Further testing determined that the seizures were due to high dosage and Bupropion was reintroduced to the market in 1989 at a reduced maximum dosage of 450mg per day. It has since featured in the market in two generic forms of Wellbrutin SR and Wellbrutin XL.
Treatment Use Of Bupropion: Bupropion comes in a slow release tablet form. Bupropion is primarily an antidepressant medication that works by stimulating an increase in the production of the neurotransmitter dopamine to the nerves. It restores the balance of this and other neurotransmitters in the brain. Bupropion is quite effective on its own as an antidepressant, but is often used as a second option when initial antidepressant medication has failed. Bupropion has also been used in the manufacture of the drug Zyban. Zyban is a drug used to help smokers quit the habit. In its generic form of Wellbrutin XL, Bupropion can also be used in the treatment of mood disorders.

Records provided:
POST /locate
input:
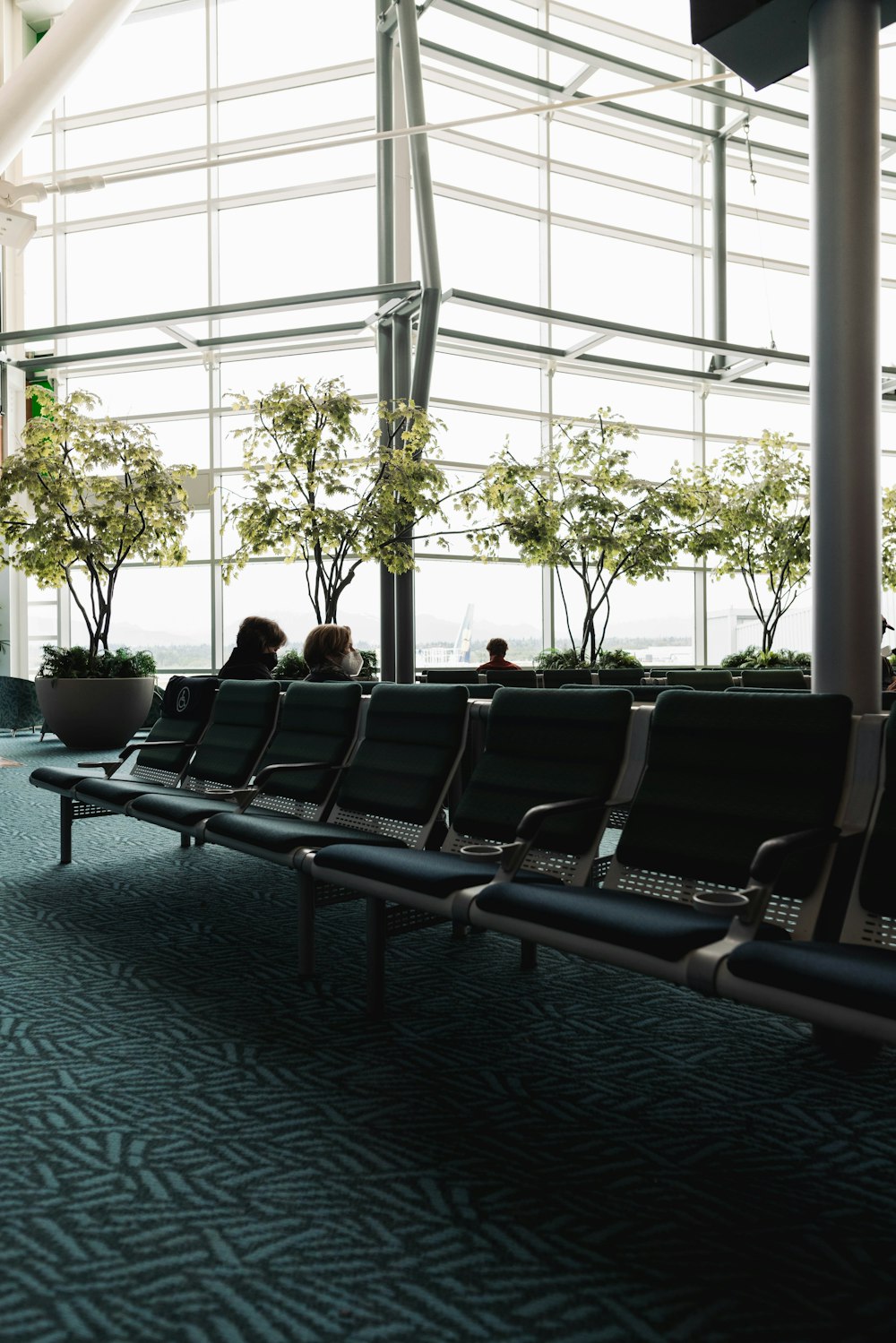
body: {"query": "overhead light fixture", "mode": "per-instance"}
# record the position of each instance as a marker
(16, 228)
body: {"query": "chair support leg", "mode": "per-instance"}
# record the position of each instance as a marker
(66, 817)
(306, 927)
(375, 958)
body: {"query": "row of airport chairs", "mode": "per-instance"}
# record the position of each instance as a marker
(753, 858)
(702, 678)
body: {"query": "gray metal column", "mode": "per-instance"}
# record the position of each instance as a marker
(845, 348)
(719, 153)
(405, 629)
(386, 276)
(429, 319)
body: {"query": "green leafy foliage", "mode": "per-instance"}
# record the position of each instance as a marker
(888, 549)
(579, 508)
(557, 659)
(320, 495)
(754, 657)
(568, 659)
(370, 664)
(290, 667)
(754, 517)
(616, 659)
(77, 662)
(81, 495)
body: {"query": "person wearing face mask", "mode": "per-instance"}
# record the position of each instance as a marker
(254, 657)
(331, 654)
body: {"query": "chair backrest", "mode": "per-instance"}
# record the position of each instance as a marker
(238, 732)
(546, 748)
(702, 680)
(726, 772)
(524, 677)
(185, 707)
(482, 691)
(758, 678)
(317, 723)
(556, 677)
(621, 676)
(401, 771)
(871, 917)
(452, 676)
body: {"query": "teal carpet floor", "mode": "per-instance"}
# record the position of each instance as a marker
(195, 1149)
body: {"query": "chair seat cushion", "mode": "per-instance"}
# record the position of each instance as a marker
(179, 809)
(116, 793)
(409, 869)
(58, 779)
(853, 977)
(659, 928)
(282, 834)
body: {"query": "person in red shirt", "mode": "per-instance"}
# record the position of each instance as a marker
(497, 662)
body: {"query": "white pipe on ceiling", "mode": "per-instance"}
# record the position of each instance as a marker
(34, 89)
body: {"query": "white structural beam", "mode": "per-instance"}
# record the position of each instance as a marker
(35, 88)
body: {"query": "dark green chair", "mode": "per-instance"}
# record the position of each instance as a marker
(775, 678)
(522, 677)
(160, 759)
(452, 676)
(555, 678)
(719, 844)
(621, 676)
(390, 796)
(845, 984)
(548, 748)
(297, 774)
(242, 720)
(715, 678)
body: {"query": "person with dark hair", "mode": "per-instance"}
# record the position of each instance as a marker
(497, 659)
(331, 654)
(254, 657)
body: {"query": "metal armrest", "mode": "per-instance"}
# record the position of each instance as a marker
(109, 767)
(771, 856)
(247, 796)
(748, 906)
(514, 853)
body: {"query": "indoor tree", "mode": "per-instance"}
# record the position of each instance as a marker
(581, 509)
(82, 495)
(320, 493)
(754, 521)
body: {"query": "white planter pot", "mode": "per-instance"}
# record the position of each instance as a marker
(94, 715)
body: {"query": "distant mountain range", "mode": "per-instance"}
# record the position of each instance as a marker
(430, 629)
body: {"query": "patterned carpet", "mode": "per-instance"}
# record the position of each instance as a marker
(196, 1149)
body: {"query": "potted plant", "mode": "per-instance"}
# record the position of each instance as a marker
(80, 497)
(327, 495)
(579, 508)
(290, 667)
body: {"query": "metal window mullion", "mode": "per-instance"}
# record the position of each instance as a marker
(546, 296)
(210, 360)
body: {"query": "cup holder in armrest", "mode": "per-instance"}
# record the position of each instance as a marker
(720, 903)
(482, 852)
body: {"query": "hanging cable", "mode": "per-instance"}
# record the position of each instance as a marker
(762, 249)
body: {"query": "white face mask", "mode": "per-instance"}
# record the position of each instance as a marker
(352, 662)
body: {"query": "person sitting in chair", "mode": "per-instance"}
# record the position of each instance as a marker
(497, 659)
(331, 654)
(254, 657)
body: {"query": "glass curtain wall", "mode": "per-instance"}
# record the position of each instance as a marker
(211, 123)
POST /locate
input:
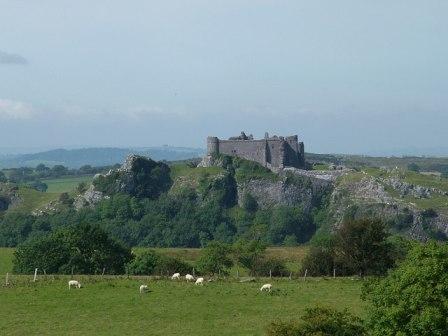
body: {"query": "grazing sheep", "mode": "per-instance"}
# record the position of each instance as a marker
(267, 287)
(74, 283)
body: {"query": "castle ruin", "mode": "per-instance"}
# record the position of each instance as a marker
(271, 152)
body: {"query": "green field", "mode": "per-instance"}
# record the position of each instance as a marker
(65, 184)
(114, 306)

Required action 1:
In the bupropion text, what maximum daily dosage was set when the drug was reintroduced to the market in 1989?
Required action 2:
Write the next paragraph of the bupropion text, picking up after its final sentence.

Final answer 1:
450mg per day.

Final answer 2:
Drug Interactions With Bupropion: As indicated from its history, Bupropion should not be prescribed for patients with a history of, or a likelihood of, having seizures. That includes those who are on antipsychotic medications or undergoing withdrawal from sleep inducing medication. As Bupropion lowers the threshold for seizures, care must be taken when it is prescribed with other medication of similar properties. It should also not be taken with alcohol as this also can lead to reduced tolerance for seizures. Bupropion may also speed up the clearing away of other drugs from the system and this can affect their effectiveness. The dosage for Bupropion and any other prescribed medication should not be tampered with. When discussing with the doctor, all information should be revealed so that correct adjustments can be made on the prescription.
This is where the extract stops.